LIST OF TASKS:
- A) Summarize the article on fentanyl and xylazine in two sentences.
- B) Reproduce word for word the passage of the article on fentanyl and xylazine between "The rise in" and "is so severe.", inclusive.

-- TEXT SECTION follows --

Health and Medicine

Withdrawal worse when fentanyl paired with animal tranquilizer

The discovery by UNC School of Medicine researchers should not impact life-saving use of naloxone for opioid overdoses.

Artwork of silhouetted human figure surrounded by animated pills.

The rise in fentanyl use and overdose deaths became even more alarming recently when authorities found fentanyl laced with the animal tranquilizer xylazine. Some addiction specialists and public health officials feared the added xylazine would impede the fast-acting effects of the drug naloxone, which can effectively treat patients experiencing respiratory depression — a serious side effect of opioid use that can lead to death.

In a recent research discovery published in the journal Addiction Neuroscience, scientists at UNC-Chapel Hill found that xylazine activates opioid receptors in the brain in the same way fentanyl does. This finding could hint as to why withdrawal from fentanyl combined with xylazine is so severe.

This research, led by the lab of  Zoe McElligott, associate professor of psychiatry and pharmacology at the UNC School of Medicine, provides important insights into the subtle cellular mechanisms underlying opioid use — especially in light of the added anesthetic xylazine to fentanyl — and naloxone, the leading treatment used to prevent death from fentanyl overdose. McElligott is senior author of the paper, with co-first authors graduate student Madigan Bedard and assistant professor Xi-Ping Huang.

“Many people thought xylazine operated exclusively through a different mechanism in the nervous system,” said McElligott, also a member of the UNC Bowles Center for Alcohol Studies. “We may have gleaned insight into why withdrawal from the combination of fentanyl and xylazine is so harsh.”

People often choose to continue using drugs avoid the intense physical and psychological effects of withdrawal, according to McElligott. Her lab’s discovery, accomplished in collaboration with other UNC-Chapel Hill researchers, could have big implications for how clinicians might treat patients in the future.

“A big take-home message is that we want to make sure people are administered naloxone as a life-saving treatment,” McElligott said. “We don’t want people to not administer naloxone because they suspect someone has xylazine in their system.”

The study began in January 2023, when pharmacology graduate student Madigan Bedard poked her head into McElligott’s office and asked if she had heard that people were combining fentanyl with xylazine, an animal sedative.

“I was blown away,” McElligott said. She was interested because she studies the effects of withdrawal, and withdrawal from fentanyl/xylazine is particularly bad. She wanted to find out how the drug combination was affecting the brain.

They set up a strategic dosing experiment to study withdrawal in mice that received saline as a control, or fentanyl, fentanyl/xylazine. To be extra rigorous, Bedard set up an additional control looking at xylazine alone. Surprisingly, the xylazine mice treated with naloxone had major withdrawal symptoms.

To understand the results, the lab sought help from Dr. Bryan L. Roth, the Michael Hooker Distinguished Professor of Pharmacology who runs the NIH Psychoactive Drug Screening Program from his lab at the UNC School of Medicine. His team ran a rapid screen to see what receptors xylazine might target. A week later, Roth showed them the data. The drug latches on to kappa opioid receptors.

The unapproved use of xylazine in humans not only poses challenges for scientific and clinical understanding of the drug but also for those who work daily to navigate the adverse effects of the unregulated drug supply.

“The research being conducted in the McElligott Lab at UNC is of timely importance to legislators and regulatory agencies, such as the FDA, in their continued efforts to combat America’s opioid epidemic,” said Christin Daniels, executive director of the Triangle Center of Excellence in Regulatory Science and Innovation. “Until we have more data on the pharmacology, addictive properties and physiological effects, decisions about how to regulate xylazine are pending.”

-- TEXT SECTION concluded --
-- SOURCE DATA follows --

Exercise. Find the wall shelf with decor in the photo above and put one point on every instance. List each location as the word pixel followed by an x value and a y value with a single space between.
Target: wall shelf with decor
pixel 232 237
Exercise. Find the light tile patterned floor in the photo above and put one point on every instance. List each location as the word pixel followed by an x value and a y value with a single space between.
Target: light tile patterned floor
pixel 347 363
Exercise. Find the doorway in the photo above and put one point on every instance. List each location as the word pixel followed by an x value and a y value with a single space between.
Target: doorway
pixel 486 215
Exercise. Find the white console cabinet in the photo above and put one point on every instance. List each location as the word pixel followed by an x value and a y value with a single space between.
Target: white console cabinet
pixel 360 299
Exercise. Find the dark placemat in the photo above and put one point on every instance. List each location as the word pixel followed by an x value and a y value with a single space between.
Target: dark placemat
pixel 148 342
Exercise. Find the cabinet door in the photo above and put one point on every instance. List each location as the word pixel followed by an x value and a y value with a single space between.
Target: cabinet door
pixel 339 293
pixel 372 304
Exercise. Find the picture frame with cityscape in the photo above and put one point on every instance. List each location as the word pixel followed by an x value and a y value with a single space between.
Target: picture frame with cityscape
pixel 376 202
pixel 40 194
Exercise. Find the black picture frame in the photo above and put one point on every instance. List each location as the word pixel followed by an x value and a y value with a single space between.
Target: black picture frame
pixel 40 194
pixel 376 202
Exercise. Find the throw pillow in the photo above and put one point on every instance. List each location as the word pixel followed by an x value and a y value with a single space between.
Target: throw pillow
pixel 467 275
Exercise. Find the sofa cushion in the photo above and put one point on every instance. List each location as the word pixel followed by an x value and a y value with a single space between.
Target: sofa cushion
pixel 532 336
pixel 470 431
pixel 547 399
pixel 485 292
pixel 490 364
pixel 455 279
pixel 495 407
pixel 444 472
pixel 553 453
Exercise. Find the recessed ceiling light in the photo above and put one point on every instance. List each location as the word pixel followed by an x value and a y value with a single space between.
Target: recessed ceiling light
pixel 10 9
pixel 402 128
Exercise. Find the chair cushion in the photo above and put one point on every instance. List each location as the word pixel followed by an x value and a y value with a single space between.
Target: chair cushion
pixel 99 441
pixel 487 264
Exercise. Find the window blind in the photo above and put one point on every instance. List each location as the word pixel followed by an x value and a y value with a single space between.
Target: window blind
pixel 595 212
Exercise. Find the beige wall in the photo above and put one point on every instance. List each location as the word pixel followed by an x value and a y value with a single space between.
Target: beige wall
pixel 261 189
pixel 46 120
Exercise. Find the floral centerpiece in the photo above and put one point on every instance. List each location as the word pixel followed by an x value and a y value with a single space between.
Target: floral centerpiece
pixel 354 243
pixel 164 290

-- SOURCE DATA concluded --

EXERCISE SOLUTIONS:
- A) UNC-Chapel Hill researchers found that xylazine, an animal tranquilizer that has been found laced into fentanyl, activates opioid receptors in the brain in the same way fentanyl does, latching on to kappa opioid receptors. This finding could hint at why withdrawal from the combination is so severe, but the lead researcher, Zoe McElligott, stresses that people should still be given naloxone as a life-saving treatment even when xylazine is suspected.

- B)
The rise in fentanyl use and overdose deaths became even more alarming recently when authorities found fentanyl laced with the animal tranquilizer xylazine. Some addiction specialists and public health officials feared the added xylazine would impede the fast-acting effects of the drug naloxone, which can effectively treat patients experiencing respiratory depression — a serious side effect of opioid use that can lead to death.

In a recent research discovery published in the journal Addiction Neuroscience, scientists at UNC-Chapel Hill found that xylazine activates opioid receptors in the brain in the same way fentanyl does. This finding could hint as to why withdrawal from fentanyl combined with xylazine is so severe.